● **The problem**:
Output what the records say, word for word, with no images.

[Natural language region descriptions]

+++

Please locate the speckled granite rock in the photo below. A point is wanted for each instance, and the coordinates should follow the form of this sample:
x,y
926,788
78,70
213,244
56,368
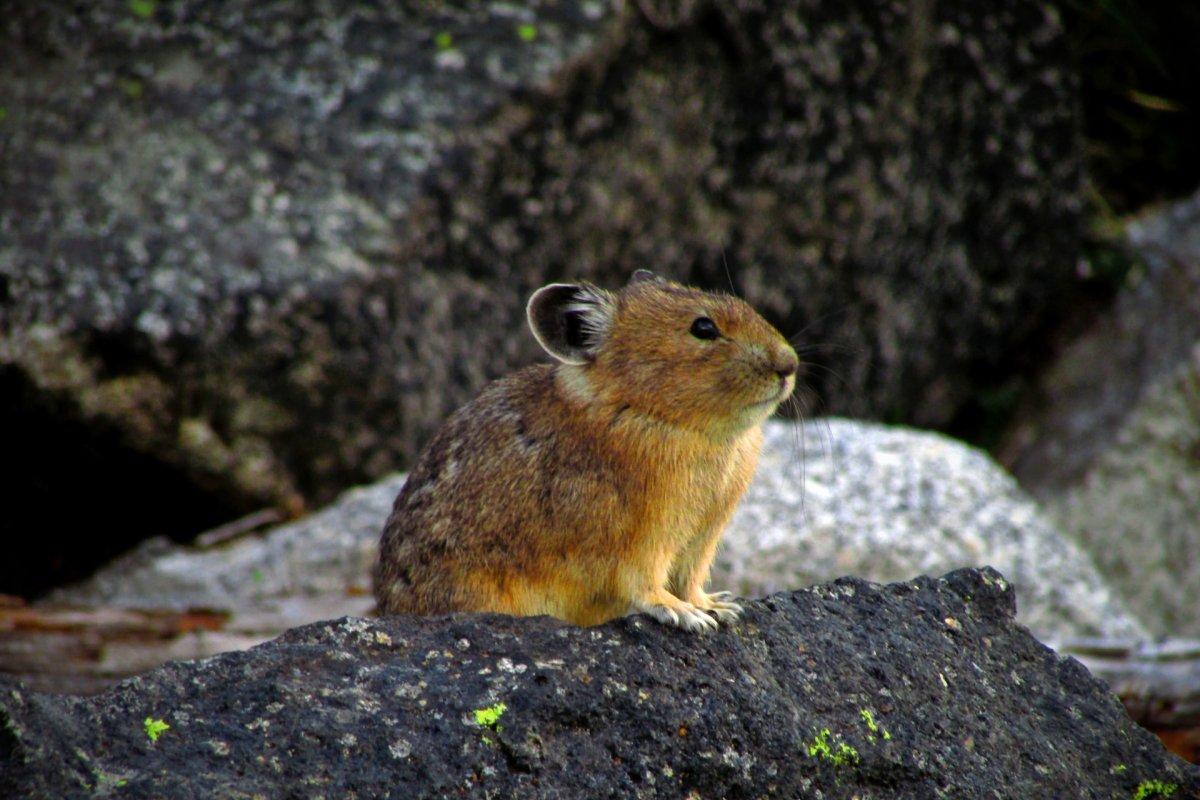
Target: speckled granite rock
x,y
888,503
1114,446
880,503
964,703
270,246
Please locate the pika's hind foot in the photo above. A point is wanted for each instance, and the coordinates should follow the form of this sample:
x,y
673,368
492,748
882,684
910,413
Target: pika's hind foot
x,y
670,609
720,605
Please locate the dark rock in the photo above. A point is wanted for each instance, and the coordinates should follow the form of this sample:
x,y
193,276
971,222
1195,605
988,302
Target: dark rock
x,y
273,246
964,703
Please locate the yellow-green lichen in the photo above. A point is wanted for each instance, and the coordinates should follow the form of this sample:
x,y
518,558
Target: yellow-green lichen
x,y
489,717
155,728
873,726
1147,789
837,752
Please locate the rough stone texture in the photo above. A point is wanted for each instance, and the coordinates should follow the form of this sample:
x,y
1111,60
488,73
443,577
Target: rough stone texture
x,y
883,503
1114,447
965,702
273,245
832,498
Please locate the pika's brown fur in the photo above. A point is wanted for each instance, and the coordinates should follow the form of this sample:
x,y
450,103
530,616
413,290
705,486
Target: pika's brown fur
x,y
600,485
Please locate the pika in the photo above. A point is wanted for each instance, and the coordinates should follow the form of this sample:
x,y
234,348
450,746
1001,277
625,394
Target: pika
x,y
597,486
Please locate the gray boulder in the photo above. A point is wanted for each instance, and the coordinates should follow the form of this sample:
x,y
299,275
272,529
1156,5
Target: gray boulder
x,y
1113,444
919,690
882,503
268,246
831,498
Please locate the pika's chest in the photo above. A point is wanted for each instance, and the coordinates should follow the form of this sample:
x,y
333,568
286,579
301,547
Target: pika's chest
x,y
701,489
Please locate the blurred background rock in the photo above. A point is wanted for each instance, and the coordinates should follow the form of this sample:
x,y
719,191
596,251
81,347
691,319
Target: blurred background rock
x,y
252,253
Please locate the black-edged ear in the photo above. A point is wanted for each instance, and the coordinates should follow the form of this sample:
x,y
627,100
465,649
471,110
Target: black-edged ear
x,y
569,320
645,276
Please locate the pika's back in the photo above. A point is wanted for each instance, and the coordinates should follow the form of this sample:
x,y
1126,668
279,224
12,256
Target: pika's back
x,y
600,483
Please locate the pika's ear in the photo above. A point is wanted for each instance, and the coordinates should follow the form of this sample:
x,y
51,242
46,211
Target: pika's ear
x,y
569,320
645,276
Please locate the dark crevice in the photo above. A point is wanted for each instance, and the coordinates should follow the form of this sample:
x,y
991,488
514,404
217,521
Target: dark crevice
x,y
76,495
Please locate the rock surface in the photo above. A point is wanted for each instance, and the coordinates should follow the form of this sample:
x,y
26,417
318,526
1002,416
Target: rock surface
x,y
831,498
1114,451
269,247
838,497
919,690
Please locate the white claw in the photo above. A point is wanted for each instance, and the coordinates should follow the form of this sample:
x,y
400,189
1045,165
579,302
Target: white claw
x,y
688,618
726,612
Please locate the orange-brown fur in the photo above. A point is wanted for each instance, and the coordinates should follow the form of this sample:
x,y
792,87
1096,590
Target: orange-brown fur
x,y
586,491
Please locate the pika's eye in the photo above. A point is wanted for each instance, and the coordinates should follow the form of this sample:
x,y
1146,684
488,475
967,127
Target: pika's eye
x,y
702,328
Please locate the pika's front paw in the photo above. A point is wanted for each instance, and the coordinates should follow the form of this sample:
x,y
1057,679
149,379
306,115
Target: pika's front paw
x,y
720,605
670,609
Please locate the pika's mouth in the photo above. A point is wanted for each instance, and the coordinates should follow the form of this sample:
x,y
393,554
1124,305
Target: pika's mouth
x,y
785,389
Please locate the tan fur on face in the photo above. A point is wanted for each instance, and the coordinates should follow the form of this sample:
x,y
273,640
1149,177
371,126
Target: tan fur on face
x,y
587,491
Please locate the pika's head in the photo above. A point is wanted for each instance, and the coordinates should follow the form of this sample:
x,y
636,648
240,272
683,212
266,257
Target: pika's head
x,y
688,358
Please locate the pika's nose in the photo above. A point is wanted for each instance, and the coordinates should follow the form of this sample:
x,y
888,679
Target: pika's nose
x,y
786,364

+++

● **Your response**:
Please locate the speckled granite rock in the photo below. A point is wanted for each instance, and the coordinates should follow the form of this sample:
x,y
926,788
78,70
213,244
56,368
Target: speckled granite rock
x,y
888,503
1114,446
880,503
964,703
270,246
Please locate the pika's hind foot in the photo above. A point is wanted for each instance, and the coordinates should follow the form of this sample:
x,y
673,368
492,748
882,684
910,413
Target: pika's hind foot
x,y
670,609
720,605
Please locate the dark rock in the photo above. A point is wanted for each instance, and the coordinates should follow the form of this sample:
x,y
193,276
971,222
1195,605
988,302
Target: dark rock
x,y
273,246
964,703
Please locate the yellow-green lichen in the photo above. A point is wanted for each instance, and the coordinates should follow the form of this sample:
x,y
518,558
Target: yellow-green lichen
x,y
489,717
155,728
873,726
1147,789
837,752
Please locate the rough stone texture in the photo above. A point is wanted for each instance, and the coordinates should follow the form of this sample:
x,y
1111,60
488,73
443,577
Target: rough stone texture
x,y
883,503
1114,447
965,702
273,245
832,498
Please locate the pika's brown fur in the photo above. A point is wanted for each instance, and the coordinates should follow the form of this sample:
x,y
450,103
530,616
413,290
705,486
Target: pika's brown fur
x,y
600,485
Please locate the pika in the photo above. A point is wanted for each instance, and the coordinates should follow the form of this sample:
x,y
234,348
450,746
1001,277
625,394
Target: pika
x,y
597,486
Please locate the gray boulder in the photo above. A point is wanted for each instance, and the coordinates should follow the form of this sample:
x,y
299,275
272,529
1156,5
Target: gray boulder
x,y
1113,444
919,690
882,503
268,246
831,498
Please locate the pika's chest in the photo above. A point is wanted for each instance, and the coordinates should follow the form of this sample:
x,y
333,568
286,579
301,547
Target: pika's chest
x,y
701,489
Please locate the blurred background rock in the photo above. A point is wanted for each instance, and the coordinates should follow the form of this sample:
x,y
719,191
596,251
81,347
691,319
Target: blurred background rock
x,y
252,253
Please locate the black-edged ear in the photo above. A point is wanted for each instance, and the coordinates should follow the form of this sample:
x,y
627,100
465,649
471,110
Target: black-edged ear
x,y
569,320
645,276
Please locate the pika's back in the photo above. A point is wanted for each instance, and the coordinates should follow the form of this sample:
x,y
1126,668
279,224
12,256
Target: pika's back
x,y
600,483
Please locate the pika's ear in the photo above. A point is wanted for each instance, and the coordinates should follow the form of this sample:
x,y
51,242
46,211
Target: pika's ear
x,y
569,320
645,276
Please locate the dark crevice in the photo above. A point is wanted for each instance, and the coordinates should follow the form of this sample:
x,y
991,488
514,404
217,521
Target: dark crevice
x,y
76,495
Please locate the rock surface in the photo above. A point is wanted for each instance, and the coordinates should follow the form of this sample:
x,y
26,417
318,526
1002,416
Target: rock surface
x,y
831,498
1114,451
269,247
838,497
919,690
Please locate the white claw in the photo above. A point is wanted for each instance, and the coordinates should follow the form of this sample:
x,y
400,189
1045,165
579,302
Target: white claw
x,y
688,618
726,612
Please locate the orange-brown fur in the photo above. A point is wanted for each instance, and the coordinates should follow the form of this sample:
x,y
792,87
1096,590
Target: orange-brown fur
x,y
586,491
Please locate the pika's eye in the photo above. A point is wanted for each instance, and the coordinates should follow the form of this sample:
x,y
1146,684
488,475
967,127
Target: pika's eye
x,y
702,328
Please locate the pika's front paw in the photo above. A point is wanted for each instance, and the coordinates should follow the form of this sample:
x,y
1057,679
149,379
306,115
Target: pika's front paw
x,y
720,605
670,609
Please locate the pika's mouth in the photo above. A point is wanted for each instance, and the coordinates should follow the form of this sample:
x,y
393,554
1124,305
Target: pika's mouth
x,y
785,389
Please locate the tan fur on face in the photo above. A point is wanted for each instance, and the coordinates should follow the form of this sample:
x,y
273,640
1149,177
371,126
Target: tan fur on face
x,y
587,491
Please locate the pika's head in the photo above. A point is wanted for each instance, and the coordinates should follow the form of this sample:
x,y
636,648
240,272
683,212
266,257
Target: pika's head
x,y
688,358
Please locate the pika's nose in the photo above. A point is wanted for each instance, and the coordinates should follow the form of this sample:
x,y
888,679
Target: pika's nose
x,y
786,364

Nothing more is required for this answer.